# She Left, I want her back, is it possible?



## FHLove (Mar 12, 2009)

My wife of 6 years left me a little over a week ago. We've gone through a lot over the last few years and with worrying all about the different things we've gone through, I became more interested in keeping all of that stuff a float and kind of lost sight of my wife. I never stopped loving her through all of it, but had a hard time with trying to balance everything.

We started to become more disconnected a few months back and almost lived separate lives. I've finally come around and have seen the things I was doing and started to make a few changes, but she says it's too late.

Can we make this work? Please help!! I don't want to lose her.


----------



## SEH (Mar 2, 2009)

What went through over the course of the years? Have you two talked throughly about the situation? In order to give you some advice you would need to give us more details about what went on.


----------



## kate_spencer (Feb 20, 2009)

Hi FHLove,
I think if she already told you that it's too late.. it'll be hard for the two of you or rather for you to *save your marriage*. Cause you know, in a relationship for it work out, both parties should be participating, and the idea should be from both of you. Though you could convince her that you're worth the second or third chance. Just continue doing what you're doing until she regained the trust you lost. 
Good luck


----------



## Gooshy (Mar 13, 2009)

I have never being married but i can tell you one thing.. It is never too late if someone really loved you to begin with. That is unless you did some really horrible things that cant be forgiven.. Go and meet her in person. Beg for forgiveness. Get her closest trustworthy friend or trusted family member and convince them that you have changed ..They might be able to help you talk to her also. You know her, so think about what you can do, to make her come back home.


----------



## FHLove (Mar 12, 2009)

Thanks for your replies so far.

I can't go too deep into detail, but i was focused on other things, such as money, work, etc. She did leave, but hasn't said for sure that is over. She is staying with a friend currently, so that can't last forever.

She thought I always put her second, which I can see why she would think that, but in my mind I never did, she was always first, I just did a bad job at showing it.


----------



## GAsoccerman (Mar 24, 2008)

then PROVE it


----------



## kate_spencer (Feb 20, 2009)

:iagree:


----------



## MarkTwain (Aug 1, 2008)

Of course it's possible.

Without knowing her specific grievances, it's hard to say if it's _probable_. But the general idea is to give her space and not to beg or chase, but to be nice whenever she contacts you.


----------



## wonder (Jun 30, 2008)

==============================

## Given task 1:
Write out the listing below exactly, from its first line through the line containing "left=63, top=29, right=77, bottom=63".

==============================

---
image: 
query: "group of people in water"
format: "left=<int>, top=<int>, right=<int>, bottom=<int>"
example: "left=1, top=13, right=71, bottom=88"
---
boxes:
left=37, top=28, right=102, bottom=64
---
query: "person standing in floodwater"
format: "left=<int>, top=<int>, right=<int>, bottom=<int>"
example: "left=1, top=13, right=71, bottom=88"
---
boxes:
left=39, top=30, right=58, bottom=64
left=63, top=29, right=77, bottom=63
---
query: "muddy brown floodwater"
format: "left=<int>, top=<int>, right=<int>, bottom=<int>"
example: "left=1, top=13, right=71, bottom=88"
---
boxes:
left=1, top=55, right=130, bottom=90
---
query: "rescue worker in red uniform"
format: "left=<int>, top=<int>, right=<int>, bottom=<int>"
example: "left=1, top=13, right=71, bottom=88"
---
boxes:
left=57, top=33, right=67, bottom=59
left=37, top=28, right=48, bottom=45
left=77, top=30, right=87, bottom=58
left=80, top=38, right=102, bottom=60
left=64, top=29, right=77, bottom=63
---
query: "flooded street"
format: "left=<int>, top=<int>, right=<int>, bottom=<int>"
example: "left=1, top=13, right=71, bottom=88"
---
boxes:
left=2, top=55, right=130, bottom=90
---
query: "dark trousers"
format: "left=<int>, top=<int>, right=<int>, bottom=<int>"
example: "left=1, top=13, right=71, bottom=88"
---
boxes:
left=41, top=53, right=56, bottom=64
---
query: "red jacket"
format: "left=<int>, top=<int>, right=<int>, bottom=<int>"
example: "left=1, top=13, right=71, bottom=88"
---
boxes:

==============================

## Given task 2:
Copy word for word the part of the marriage thread above that opens with the words "## Gooshy (Mar" and closes with "replies so far.".

## Worked answer 1:
---
image: 
query: "group of people in water"
format: "left=<int>, top=<int>, right=<int>, bottom=<int>"
example: "left=1, top=13, right=71, bottom=88"
---
boxes:
left=37, top=28, right=102, bottom=64
---
query: "person standing in floodwater"
format: "left=<int>, top=<int>, right=<int>, bottom=<int>"
example: "left=1, top=13, right=71, bottom=88"
---
boxes:
left=39, top=30, right=58, bottom=64
left=63, top=29, right=77, bottom=63

## Worked answer 2:
## Gooshy (Mar 13, 2009)

I have never being married but i can tell you one thing.. It is never too late if someone really loved you to begin with. That is unless you did some really horrible things that cant be forgiven.. Go and meet her in person. Beg for forgiveness. Get her closest trustworthy friend or trusted family member and convince them that you have changed ..They might be able to help you talk to her also. You know her, so think about what you can do, to make her come back home.


----------



## FHLove (Mar 12, 2009)

Thanks for your replies so far.